__The task__. Below, take the lines of the entries starting at the line containing "Where can the carousel be" and ending at the line containing "<point>305,402</point>", and format only those lines as a numbered list, omitting any blank lines.

__Data rows__.
================
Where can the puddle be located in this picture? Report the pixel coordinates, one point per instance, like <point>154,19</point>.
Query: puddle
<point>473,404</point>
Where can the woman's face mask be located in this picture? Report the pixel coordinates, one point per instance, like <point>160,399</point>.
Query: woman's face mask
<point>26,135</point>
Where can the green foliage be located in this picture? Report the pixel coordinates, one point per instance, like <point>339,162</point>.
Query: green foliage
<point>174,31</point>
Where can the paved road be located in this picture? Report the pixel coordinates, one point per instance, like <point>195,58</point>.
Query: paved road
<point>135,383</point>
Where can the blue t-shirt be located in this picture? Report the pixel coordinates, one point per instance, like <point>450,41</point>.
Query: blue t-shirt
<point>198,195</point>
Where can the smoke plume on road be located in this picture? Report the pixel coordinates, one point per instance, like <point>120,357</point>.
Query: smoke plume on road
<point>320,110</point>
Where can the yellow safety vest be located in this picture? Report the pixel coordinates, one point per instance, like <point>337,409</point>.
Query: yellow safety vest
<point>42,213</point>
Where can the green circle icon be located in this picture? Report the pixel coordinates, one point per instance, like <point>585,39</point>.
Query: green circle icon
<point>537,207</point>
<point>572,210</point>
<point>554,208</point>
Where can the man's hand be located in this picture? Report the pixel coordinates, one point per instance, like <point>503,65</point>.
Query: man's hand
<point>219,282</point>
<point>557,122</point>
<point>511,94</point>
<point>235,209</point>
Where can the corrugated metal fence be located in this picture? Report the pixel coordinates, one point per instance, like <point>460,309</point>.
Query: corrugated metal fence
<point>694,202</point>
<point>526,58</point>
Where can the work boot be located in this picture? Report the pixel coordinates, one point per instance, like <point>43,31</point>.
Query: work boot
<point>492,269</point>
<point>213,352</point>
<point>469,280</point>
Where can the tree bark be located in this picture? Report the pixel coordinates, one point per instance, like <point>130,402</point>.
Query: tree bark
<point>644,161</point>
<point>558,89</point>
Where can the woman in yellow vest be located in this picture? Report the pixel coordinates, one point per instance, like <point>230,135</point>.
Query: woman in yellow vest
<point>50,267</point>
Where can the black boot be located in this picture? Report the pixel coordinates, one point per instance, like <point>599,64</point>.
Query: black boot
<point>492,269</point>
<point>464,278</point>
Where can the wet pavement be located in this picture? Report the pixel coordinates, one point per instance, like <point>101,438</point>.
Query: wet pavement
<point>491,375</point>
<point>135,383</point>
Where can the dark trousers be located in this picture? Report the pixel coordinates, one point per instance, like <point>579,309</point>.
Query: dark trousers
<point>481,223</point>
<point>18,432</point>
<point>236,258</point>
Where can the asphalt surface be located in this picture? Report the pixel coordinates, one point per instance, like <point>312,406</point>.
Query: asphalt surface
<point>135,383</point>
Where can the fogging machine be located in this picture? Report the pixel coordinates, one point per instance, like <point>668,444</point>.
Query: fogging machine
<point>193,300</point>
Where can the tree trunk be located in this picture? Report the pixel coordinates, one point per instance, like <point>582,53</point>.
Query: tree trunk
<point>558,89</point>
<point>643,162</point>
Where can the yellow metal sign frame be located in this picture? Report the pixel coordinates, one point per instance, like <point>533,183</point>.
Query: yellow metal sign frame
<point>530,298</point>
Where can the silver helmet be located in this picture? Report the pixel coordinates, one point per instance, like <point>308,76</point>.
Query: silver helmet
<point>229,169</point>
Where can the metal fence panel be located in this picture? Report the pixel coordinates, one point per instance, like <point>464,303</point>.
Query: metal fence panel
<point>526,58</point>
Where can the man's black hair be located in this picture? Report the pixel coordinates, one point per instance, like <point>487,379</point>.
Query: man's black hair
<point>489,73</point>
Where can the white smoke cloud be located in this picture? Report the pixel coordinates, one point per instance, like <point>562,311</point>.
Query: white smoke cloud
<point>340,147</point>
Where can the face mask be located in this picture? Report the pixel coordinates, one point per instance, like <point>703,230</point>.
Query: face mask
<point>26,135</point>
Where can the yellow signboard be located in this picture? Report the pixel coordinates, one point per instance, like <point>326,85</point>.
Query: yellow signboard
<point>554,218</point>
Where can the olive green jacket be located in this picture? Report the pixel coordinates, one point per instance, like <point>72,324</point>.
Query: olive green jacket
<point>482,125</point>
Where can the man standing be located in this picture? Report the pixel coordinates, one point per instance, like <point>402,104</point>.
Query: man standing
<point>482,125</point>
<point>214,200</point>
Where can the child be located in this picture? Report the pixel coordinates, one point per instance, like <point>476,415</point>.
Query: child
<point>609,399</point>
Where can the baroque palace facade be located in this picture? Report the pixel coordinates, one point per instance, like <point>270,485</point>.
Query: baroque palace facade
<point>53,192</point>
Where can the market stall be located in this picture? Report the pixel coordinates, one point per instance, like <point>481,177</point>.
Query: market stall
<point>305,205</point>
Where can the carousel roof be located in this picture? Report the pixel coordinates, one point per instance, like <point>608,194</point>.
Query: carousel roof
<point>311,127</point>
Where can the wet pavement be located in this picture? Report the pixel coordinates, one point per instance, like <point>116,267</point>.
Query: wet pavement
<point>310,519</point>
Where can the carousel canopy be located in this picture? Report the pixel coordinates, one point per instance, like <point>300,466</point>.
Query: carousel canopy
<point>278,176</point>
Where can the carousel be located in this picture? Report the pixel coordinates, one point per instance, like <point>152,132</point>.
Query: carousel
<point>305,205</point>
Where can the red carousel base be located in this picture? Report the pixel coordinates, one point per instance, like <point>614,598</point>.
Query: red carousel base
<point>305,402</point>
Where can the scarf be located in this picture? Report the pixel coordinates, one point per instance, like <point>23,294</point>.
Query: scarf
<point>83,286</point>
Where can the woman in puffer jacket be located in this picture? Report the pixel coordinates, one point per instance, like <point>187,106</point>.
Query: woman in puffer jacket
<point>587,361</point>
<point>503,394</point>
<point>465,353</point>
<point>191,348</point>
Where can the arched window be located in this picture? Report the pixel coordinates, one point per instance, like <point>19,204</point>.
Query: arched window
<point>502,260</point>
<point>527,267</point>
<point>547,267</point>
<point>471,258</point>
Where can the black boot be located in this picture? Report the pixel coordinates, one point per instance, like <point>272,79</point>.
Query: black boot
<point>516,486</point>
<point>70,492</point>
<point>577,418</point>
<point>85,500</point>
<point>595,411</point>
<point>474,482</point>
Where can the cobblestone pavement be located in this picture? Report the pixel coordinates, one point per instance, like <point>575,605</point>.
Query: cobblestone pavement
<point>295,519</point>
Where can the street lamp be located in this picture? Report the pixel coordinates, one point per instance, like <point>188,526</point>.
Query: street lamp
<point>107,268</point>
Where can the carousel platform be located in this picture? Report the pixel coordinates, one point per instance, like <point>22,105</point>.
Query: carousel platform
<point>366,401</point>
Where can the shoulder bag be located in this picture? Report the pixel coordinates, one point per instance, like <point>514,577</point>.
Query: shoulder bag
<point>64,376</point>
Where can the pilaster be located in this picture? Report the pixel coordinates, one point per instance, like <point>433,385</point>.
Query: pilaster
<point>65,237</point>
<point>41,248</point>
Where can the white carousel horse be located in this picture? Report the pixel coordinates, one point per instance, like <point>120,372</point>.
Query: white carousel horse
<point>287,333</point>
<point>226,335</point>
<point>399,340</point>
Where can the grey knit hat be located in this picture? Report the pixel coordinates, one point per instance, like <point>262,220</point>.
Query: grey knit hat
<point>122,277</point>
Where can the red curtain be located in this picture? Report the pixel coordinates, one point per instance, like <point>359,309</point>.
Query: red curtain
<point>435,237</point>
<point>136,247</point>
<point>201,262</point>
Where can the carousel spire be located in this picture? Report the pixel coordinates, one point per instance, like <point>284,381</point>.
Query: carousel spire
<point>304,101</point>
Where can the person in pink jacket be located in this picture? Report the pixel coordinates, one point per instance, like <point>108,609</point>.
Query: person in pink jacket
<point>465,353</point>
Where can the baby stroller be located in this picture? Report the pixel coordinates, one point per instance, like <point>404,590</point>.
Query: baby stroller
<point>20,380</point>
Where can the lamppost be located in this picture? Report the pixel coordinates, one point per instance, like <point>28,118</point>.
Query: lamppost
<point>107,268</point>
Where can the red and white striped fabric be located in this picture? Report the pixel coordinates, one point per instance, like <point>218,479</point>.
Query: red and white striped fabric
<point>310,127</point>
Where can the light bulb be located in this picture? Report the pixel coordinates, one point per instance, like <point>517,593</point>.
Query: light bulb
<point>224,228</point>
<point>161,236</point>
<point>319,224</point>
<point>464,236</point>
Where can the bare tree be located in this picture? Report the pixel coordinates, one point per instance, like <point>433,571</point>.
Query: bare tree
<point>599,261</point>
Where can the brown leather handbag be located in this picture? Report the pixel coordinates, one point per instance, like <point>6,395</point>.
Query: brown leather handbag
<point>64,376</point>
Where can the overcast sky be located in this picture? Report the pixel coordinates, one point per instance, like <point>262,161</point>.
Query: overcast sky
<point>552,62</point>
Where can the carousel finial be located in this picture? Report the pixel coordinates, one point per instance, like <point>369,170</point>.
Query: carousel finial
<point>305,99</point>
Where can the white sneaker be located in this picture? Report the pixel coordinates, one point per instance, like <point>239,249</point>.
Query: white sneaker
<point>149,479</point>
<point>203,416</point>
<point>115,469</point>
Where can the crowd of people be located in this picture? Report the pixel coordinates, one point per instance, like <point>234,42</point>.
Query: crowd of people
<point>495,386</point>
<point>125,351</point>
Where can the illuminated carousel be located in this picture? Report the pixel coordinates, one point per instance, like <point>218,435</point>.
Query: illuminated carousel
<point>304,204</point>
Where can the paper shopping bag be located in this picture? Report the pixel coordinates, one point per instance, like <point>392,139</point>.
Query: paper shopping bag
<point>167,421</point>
================
__Full answer__.
1. Where can the carousel be located in this picture? Report the pixel coordinates, one point per instance, like <point>152,132</point>.
2. Query: carousel
3. <point>305,205</point>
4. Where can the red carousel base be located in this picture? Report the pixel coordinates, one point per instance, like <point>614,598</point>.
5. Query: red carousel base
6. <point>305,402</point>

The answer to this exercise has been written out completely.